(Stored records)
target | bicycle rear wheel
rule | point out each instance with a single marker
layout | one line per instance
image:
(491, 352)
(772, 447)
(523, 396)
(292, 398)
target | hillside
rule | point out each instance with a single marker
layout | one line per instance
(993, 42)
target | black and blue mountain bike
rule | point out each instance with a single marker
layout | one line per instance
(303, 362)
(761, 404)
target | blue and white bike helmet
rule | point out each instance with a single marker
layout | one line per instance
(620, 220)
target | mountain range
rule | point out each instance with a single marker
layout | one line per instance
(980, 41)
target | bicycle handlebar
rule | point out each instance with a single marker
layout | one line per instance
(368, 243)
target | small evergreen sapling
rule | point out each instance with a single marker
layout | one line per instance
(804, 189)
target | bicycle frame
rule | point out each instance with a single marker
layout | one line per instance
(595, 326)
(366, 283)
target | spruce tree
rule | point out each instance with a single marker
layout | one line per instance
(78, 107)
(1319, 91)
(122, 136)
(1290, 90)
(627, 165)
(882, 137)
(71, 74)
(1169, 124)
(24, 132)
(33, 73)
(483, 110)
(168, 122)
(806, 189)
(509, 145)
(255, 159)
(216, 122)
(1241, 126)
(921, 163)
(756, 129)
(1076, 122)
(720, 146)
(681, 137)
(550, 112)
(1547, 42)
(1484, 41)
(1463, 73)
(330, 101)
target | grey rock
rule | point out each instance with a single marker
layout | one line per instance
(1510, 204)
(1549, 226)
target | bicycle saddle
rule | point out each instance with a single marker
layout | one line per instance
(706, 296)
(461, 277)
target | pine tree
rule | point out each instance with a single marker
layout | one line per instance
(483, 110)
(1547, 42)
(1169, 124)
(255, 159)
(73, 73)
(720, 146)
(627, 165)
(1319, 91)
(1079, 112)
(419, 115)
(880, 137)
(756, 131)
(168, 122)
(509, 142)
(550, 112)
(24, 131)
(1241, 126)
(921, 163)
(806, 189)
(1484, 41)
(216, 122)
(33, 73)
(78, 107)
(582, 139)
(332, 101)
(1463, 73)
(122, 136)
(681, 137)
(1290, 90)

Exercise instructions
Produce an exact copy of the whole listing.

Written solution
target | bicycle rear wheel
rule | point out each instance with a single marker
layout | one line per instance
image:
(491, 352)
(772, 447)
(523, 396)
(292, 398)
target | hillside
rule | point out each instance with a single marker
layout | one line per instance
(993, 42)
target | black and blue mountain bike
rule | point out each instance with a single marker
layout | one line per instance
(303, 362)
(761, 404)
target | blue and white bike helmet
rule | point out each instance with a single marker
layout | one line per instance
(620, 220)
target | mountain range
rule | point out each instance with a single marker
layout | one line per instance
(980, 41)
target | bicycle handlebar
rule | point out each instance with a single marker
layout | one line per instance
(368, 243)
target | small evergreen sapling
rule | point out each instance with a single marker
layout | one line per instance
(804, 189)
target | bicycle frame
rule | point out each instance with a single marker
layout | one line per instance
(595, 326)
(366, 283)
target | spruce tree
rule | point out each instance with a single marker
layout | one line per instance
(78, 107)
(1319, 91)
(122, 136)
(1290, 90)
(627, 165)
(882, 137)
(71, 74)
(1169, 124)
(24, 132)
(33, 73)
(483, 110)
(168, 122)
(806, 189)
(509, 145)
(255, 159)
(216, 122)
(1241, 126)
(921, 163)
(756, 129)
(1076, 122)
(720, 146)
(681, 137)
(550, 112)
(1547, 42)
(1484, 41)
(1463, 73)
(330, 101)
target | grey rock
rule | point out each instance with a single marker
layout | one line per instance
(1510, 204)
(1549, 226)
target | bicycle saddle
rule | point out each instance with a single marker
layout | one line per instance
(706, 296)
(461, 277)
target | pine tree
rule | point out each instance with a single marker
layout | one line per instance
(483, 110)
(1547, 42)
(1169, 124)
(255, 159)
(73, 73)
(720, 146)
(627, 165)
(1319, 91)
(1079, 112)
(419, 115)
(880, 137)
(756, 131)
(168, 122)
(509, 142)
(550, 112)
(24, 131)
(1241, 126)
(921, 163)
(806, 189)
(1484, 41)
(216, 122)
(33, 73)
(78, 107)
(582, 139)
(332, 101)
(1463, 73)
(122, 136)
(681, 137)
(1290, 90)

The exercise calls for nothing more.